• [REQUIRED TASK]:
Turn each line of the listing below into a row of a Markdown table with two columns, Row and Line, numbering the rows and skipping blank lines. Leave the pictures out.

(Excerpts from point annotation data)

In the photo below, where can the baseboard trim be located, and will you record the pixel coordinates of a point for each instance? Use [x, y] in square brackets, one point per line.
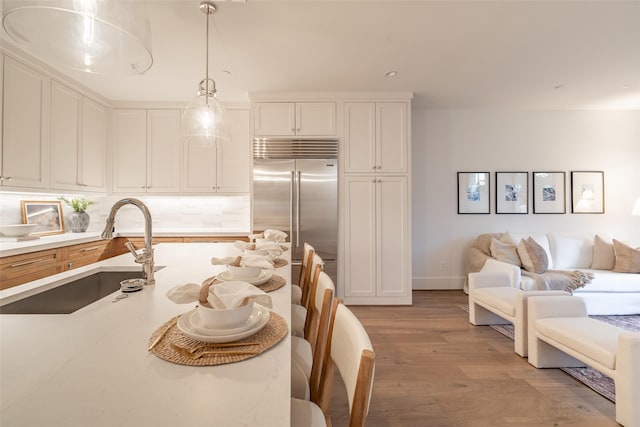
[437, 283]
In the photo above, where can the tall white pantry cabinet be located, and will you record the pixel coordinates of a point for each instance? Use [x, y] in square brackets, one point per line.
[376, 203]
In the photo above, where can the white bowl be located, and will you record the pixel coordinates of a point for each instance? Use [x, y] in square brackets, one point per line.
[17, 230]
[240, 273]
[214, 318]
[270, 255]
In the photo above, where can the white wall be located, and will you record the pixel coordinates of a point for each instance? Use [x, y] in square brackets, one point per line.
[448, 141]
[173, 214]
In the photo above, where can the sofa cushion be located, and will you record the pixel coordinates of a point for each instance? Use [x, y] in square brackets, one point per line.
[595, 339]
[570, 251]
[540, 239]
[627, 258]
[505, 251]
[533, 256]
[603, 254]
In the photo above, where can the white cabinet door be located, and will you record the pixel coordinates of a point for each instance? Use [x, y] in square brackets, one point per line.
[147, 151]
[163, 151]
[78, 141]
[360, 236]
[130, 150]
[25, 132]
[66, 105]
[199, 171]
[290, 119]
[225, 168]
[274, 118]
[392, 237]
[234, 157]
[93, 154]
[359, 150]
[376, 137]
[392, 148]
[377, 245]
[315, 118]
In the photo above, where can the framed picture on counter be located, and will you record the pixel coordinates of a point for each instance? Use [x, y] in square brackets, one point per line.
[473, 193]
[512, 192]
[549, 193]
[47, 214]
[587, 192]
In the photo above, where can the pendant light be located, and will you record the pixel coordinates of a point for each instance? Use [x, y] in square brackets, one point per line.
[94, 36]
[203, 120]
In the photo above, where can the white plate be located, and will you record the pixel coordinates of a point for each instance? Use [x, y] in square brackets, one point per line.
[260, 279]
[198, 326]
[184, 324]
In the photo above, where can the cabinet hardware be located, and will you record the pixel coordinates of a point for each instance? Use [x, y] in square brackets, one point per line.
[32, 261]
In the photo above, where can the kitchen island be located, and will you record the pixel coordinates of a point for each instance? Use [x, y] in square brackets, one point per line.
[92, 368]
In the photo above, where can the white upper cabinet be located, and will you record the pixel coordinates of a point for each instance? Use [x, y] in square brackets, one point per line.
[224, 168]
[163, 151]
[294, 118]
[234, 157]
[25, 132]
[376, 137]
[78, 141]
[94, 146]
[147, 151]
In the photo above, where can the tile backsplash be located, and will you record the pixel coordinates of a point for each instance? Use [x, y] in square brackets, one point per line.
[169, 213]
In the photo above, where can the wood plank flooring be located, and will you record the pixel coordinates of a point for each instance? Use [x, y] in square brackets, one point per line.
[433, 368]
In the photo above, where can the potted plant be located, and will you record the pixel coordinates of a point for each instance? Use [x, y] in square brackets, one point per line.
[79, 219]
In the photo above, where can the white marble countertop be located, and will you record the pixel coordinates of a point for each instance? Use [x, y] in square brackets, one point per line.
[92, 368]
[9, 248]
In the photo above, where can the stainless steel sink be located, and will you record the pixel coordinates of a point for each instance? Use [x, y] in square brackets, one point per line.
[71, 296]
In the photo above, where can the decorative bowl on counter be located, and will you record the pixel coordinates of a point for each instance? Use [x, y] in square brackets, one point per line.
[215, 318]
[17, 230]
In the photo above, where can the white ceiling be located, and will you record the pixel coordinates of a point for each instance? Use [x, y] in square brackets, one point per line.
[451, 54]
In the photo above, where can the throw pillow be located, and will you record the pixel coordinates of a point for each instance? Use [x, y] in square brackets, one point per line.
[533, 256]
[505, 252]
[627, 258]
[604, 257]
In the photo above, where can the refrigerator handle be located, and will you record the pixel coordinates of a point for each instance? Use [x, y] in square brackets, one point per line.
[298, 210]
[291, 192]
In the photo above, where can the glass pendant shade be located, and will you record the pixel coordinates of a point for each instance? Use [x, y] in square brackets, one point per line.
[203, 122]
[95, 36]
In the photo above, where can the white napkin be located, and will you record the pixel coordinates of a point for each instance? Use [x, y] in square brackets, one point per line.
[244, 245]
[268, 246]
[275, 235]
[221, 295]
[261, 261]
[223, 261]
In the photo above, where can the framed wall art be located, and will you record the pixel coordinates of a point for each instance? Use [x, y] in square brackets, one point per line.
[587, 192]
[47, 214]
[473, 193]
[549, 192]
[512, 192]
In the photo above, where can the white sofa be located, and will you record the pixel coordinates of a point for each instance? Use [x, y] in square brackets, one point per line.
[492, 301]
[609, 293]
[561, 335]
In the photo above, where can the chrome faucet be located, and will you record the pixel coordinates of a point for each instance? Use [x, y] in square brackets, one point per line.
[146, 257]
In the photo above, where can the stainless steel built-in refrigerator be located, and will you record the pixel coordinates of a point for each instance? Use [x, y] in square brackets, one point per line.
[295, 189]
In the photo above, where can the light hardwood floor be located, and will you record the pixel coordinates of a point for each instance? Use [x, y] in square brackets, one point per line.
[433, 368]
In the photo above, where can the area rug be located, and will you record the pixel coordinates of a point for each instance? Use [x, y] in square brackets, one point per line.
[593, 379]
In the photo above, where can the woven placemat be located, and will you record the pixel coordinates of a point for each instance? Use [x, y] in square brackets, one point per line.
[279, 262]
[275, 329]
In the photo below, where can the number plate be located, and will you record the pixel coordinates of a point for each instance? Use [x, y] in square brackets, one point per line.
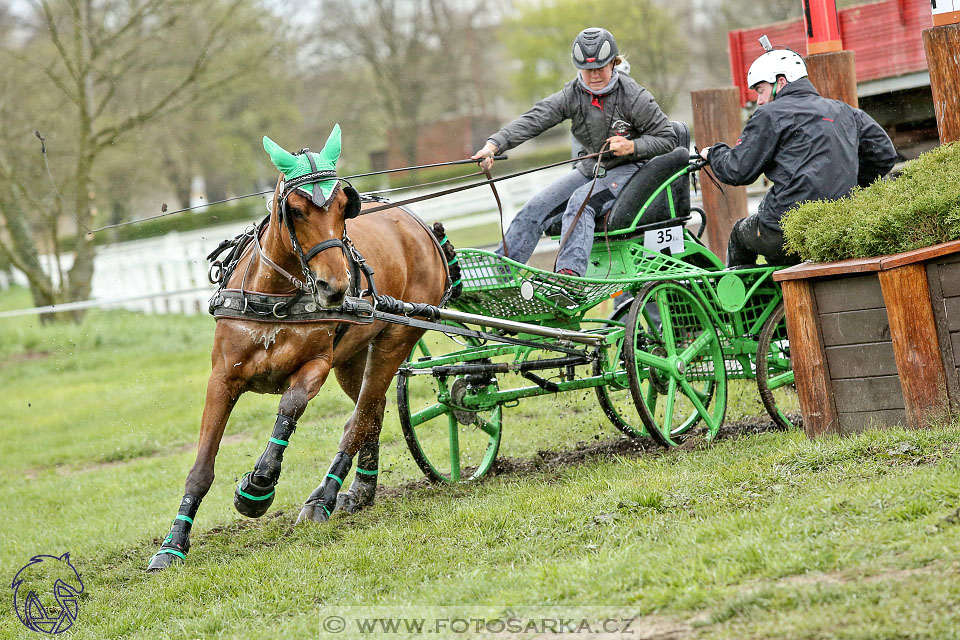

• [COMPLETE ANSWER]:
| Row | Line |
|---|---|
| 1 | In the photo below, where can the baseboard trim be located, and will you record the pixel coordinates of a point for each instance? Use [x, y] in square brackets, one point per line. |
| 2 | [437, 283] |
| 3 | In the photo above, where can the tall white pantry cabinet be located, and will you record the pixel coordinates of a point for each instance? Use [x, y] in square brackets, one point per line. |
| 4 | [376, 203] |
| 5 | In the photo above, where can the white bowl be located, and will you record the pixel coordinates of a point for each instance? Use [x, y] in square brackets, one point per line. |
| 6 | [17, 230] |
| 7 | [240, 273] |
| 8 | [214, 318] |
| 9 | [270, 255] |
| 10 | In the photo above, where can the white wall be located, and will you record the pixel coordinates of a point for each instance? Use [x, y] in square brackets, one point per line. |
| 11 | [448, 141] |
| 12 | [173, 214] |
| 13 | In the photo above, where can the sofa cushion be located, and will you record the pixel coordinates of a point for each instance? Use [x, y] in square brackets, one point per line. |
| 14 | [595, 339] |
| 15 | [570, 251] |
| 16 | [540, 239] |
| 17 | [627, 258] |
| 18 | [505, 251] |
| 19 | [533, 256] |
| 20 | [603, 254] |
| 21 | In the photo above, where can the white cabinet door be located, and will you record the pixel coordinates of a point for each instance? Use [x, y] in square brackets, one point per line. |
| 22 | [147, 151] |
| 23 | [163, 151] |
| 24 | [78, 141] |
| 25 | [360, 236] |
| 26 | [130, 150] |
| 27 | [25, 132] |
| 28 | [66, 105] |
| 29 | [199, 171] |
| 30 | [290, 119] |
| 31 | [225, 168] |
| 32 | [274, 118] |
| 33 | [392, 237] |
| 34 | [234, 157] |
| 35 | [93, 154] |
| 36 | [359, 150] |
| 37 | [376, 137] |
| 38 | [392, 148] |
| 39 | [377, 245] |
| 40 | [315, 118] |
| 41 | In the photo above, where can the framed picture on counter be located, and will you record the pixel coordinates of a point for each instance? Use [x, y] in square brackets, one point per line. |
| 42 | [473, 193] |
| 43 | [512, 192] |
| 44 | [549, 193] |
| 45 | [47, 214] |
| 46 | [587, 192] |
| 47 | In the photo above, where can the pendant light be located, and will you record the pixel coordinates of a point for each instance? Use [x, y] in square brackets, one point per line. |
| 48 | [94, 36] |
| 49 | [203, 120] |
| 50 | In the photo above, where can the white plate be located, and will you record the pixel coordinates of a point for each instance? Use [x, y] in square brackets, one point per line. |
| 51 | [260, 279] |
| 52 | [198, 326] |
| 53 | [184, 324] |
| 54 | In the photo above, where can the cabinet hardware be located, and will you record the pixel coordinates of a point for each instance? Use [x, y] in square brackets, one point per line. |
| 55 | [32, 261] |
| 56 | In the photo above, where can the kitchen island be located, and will you record the pixel coordinates of a point for each instance? Use [x, y] in square brackets, one point per line. |
| 57 | [92, 368] |
| 58 | In the photo above, where can the white upper cabinet be located, and will you record the pixel coordinates of a point for each instance? Use [x, y] in square brackets, one point per line. |
| 59 | [224, 168] |
| 60 | [163, 151] |
| 61 | [294, 118] |
| 62 | [234, 157] |
| 63 | [25, 132] |
| 64 | [376, 137] |
| 65 | [78, 141] |
| 66 | [94, 146] |
| 67 | [147, 151] |
| 68 | In the photo above, where can the tile backsplash be located, and will you record the pixel coordinates of a point for each instance? Use [x, y] in square brackets, one point per line. |
| 69 | [169, 213] |
| 70 | In the photo above, where can the wood plank flooring be located, and will you record the pixel coordinates of a point for each instance? Use [x, y] in square brackets, one point per line. |
| 71 | [433, 368] |
| 72 | In the photo above, where can the potted plant be located, and will you record the pixel coordinates of a point for each instance? Use [x, y] in square brackets, one point per line. |
| 73 | [79, 219] |
| 74 | In the photo above, where can the white marble countertop be located, and will you record the pixel coordinates of a point for each instance? Use [x, y] in square brackets, one point per line. |
| 75 | [92, 368] |
| 76 | [9, 248] |
| 77 | In the photo above, where can the stainless steel sink be located, and will you record the pixel coordinates of a point for each instance? Use [x, y] in square brackets, one point per line. |
| 78 | [71, 296] |
| 79 | In the photo above, where can the decorative bowl on counter be located, and will you record the pixel coordinates of a point for each instance? Use [x, y] in square brackets, one point per line. |
| 80 | [215, 318] |
| 81 | [17, 230] |
| 82 | In the photo above, where can the white ceiling be located, and will you record the pixel coordinates of a point for each instance? Use [x, y] in square brackets, one point per line. |
| 83 | [451, 54] |
| 84 | In the photo above, where can the throw pillow be located, and will you record the pixel coordinates of a point for each instance? Use [x, y] in square brackets, one point per line. |
| 85 | [533, 256] |
| 86 | [505, 252] |
| 87 | [627, 258] |
| 88 | [604, 257] |
| 89 | In the photo above, where can the refrigerator handle be located, and will you record the pixel coordinates of a point for each instance? Use [x, y] in square brackets, one point per line. |
| 90 | [298, 210] |
| 91 | [291, 192] |
| 92 | In the photo above, where can the glass pendant shade be located, and will you record the pixel coordinates of a point for each instance? Use [x, y] in square brackets, one point per line. |
| 93 | [203, 122] |
| 94 | [95, 36] |
| 95 | In the photo above, where can the white napkin be located, and will you record the pixel coordinates of a point for each instance? Use [x, y] in square brackets, one point per line. |
| 96 | [244, 245] |
| 97 | [268, 246] |
| 98 | [275, 235] |
| 99 | [221, 295] |
| 100 | [261, 261] |
| 101 | [223, 261] |
| 102 | In the photo above, where can the framed wall art be located, and will you record the pixel coordinates of a point for each instance? Use [x, y] in square brackets, one point per line. |
| 103 | [587, 192] |
| 104 | [47, 214] |
| 105 | [473, 193] |
| 106 | [549, 192] |
| 107 | [512, 192] |
| 108 | In the photo above, where can the white sofa be located, and will you record the pixel coordinates of a point for each instance? Use [x, y] in square brackets, one point per line. |
| 109 | [492, 301] |
| 110 | [609, 293] |
| 111 | [561, 335] |
| 112 | In the photo above, where can the chrome faucet be located, and will you record the pixel coordinates of a point for each instance? Use [x, y] in square brackets, one point per line. |
| 113 | [146, 257] |
| 114 | In the photo above, where can the stainless steel built-in refrigerator be located, and will you record the pixel coordinates of a point for each instance? Use [x, y] in square brackets, one point per line. |
| 115 | [295, 189] |
| 116 | In the photo above, where can the light hardwood floor be located, and will you record the pixel coordinates of a point for each instance? Use [x, y] in square brackets, one point per line. |
| 117 | [433, 368] |
| 118 | In the photo above, where can the area rug be located, and will you record the pixel coordinates of a point for each instance? Use [x, y] in square brackets, one point per line. |
| 119 | [593, 379] |
| 120 | In the photo above, where can the woven placemat be located, and will you record the pixel coordinates of a point for each instance? Use [x, y] in square brackets, one point per line. |
| 121 | [279, 262] |
| 122 | [275, 329] |
| 123 | In the photo below, where can the number plate be located, and will you record the pixel coordinates of a point for each instance? Use [x, y] in square brackets, one point per line. |